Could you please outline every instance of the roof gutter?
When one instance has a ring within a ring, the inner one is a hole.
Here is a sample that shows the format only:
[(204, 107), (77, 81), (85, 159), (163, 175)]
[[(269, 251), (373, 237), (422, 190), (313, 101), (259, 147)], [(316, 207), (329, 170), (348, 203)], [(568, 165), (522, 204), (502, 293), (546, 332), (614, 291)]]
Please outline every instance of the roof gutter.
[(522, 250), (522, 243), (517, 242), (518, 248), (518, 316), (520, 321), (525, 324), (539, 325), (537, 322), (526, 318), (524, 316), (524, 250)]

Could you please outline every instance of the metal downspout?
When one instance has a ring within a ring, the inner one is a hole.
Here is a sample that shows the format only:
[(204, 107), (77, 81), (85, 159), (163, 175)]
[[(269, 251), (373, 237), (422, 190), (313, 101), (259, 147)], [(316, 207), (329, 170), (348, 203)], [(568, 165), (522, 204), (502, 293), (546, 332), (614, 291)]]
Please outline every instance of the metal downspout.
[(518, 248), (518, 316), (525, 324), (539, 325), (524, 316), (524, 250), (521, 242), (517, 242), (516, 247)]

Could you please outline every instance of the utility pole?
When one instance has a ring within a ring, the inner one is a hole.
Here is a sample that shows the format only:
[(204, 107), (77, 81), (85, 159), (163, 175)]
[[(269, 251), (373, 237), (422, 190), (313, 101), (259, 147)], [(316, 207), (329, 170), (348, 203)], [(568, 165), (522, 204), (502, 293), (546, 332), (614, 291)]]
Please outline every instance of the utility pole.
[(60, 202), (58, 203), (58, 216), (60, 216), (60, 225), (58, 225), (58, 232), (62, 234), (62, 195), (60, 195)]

§ The request
Copy every one of the entries above word for word, with each line unchanged and in its original order.

§ Solution for this exercise
Could you please outline every instance of the roof gutter?
When one instance has a ring within a ring, the inner one is a hole.
Here is a sample that shows the format only:
[(204, 107), (77, 81), (85, 159), (163, 175)]
[[(269, 251), (373, 237), (422, 190), (313, 101), (259, 147)], [(316, 207), (329, 170), (348, 203)], [(568, 165), (522, 204), (502, 293), (546, 332), (614, 291)]]
Please outline every instance of the roof gutter.
[(522, 250), (522, 243), (517, 242), (518, 248), (518, 316), (520, 321), (525, 324), (539, 325), (537, 322), (526, 318), (524, 316), (524, 250)]

Could you please outline every instance of the metal downspout?
When one instance has a ring within a ring, the inner one is a hole.
Here is a sample that shows the format only:
[(204, 107), (77, 81), (85, 159), (163, 175)]
[[(269, 251), (373, 237), (422, 190), (313, 101), (259, 147)], [(316, 207), (329, 170), (348, 203)], [(568, 165), (522, 204), (502, 293), (546, 332), (614, 291)]]
Please outline every instance of the metal downspout.
[(518, 248), (518, 316), (525, 324), (539, 325), (524, 316), (524, 250), (521, 242), (517, 242), (516, 247)]

Could you please outline every instance of the utility pole?
When one instance has a ring within a ring, the inner one is a hole.
Here is a sample that shows the format only:
[(204, 107), (77, 81), (85, 159), (163, 175)]
[[(269, 251), (373, 237), (422, 190), (313, 101), (259, 147)], [(316, 207), (329, 170), (348, 203)], [(568, 165), (522, 204), (502, 293), (546, 332), (614, 291)]]
Please outline every instance of the utility pole.
[(60, 202), (58, 203), (58, 216), (60, 216), (60, 225), (58, 225), (58, 232), (62, 234), (62, 195), (60, 195)]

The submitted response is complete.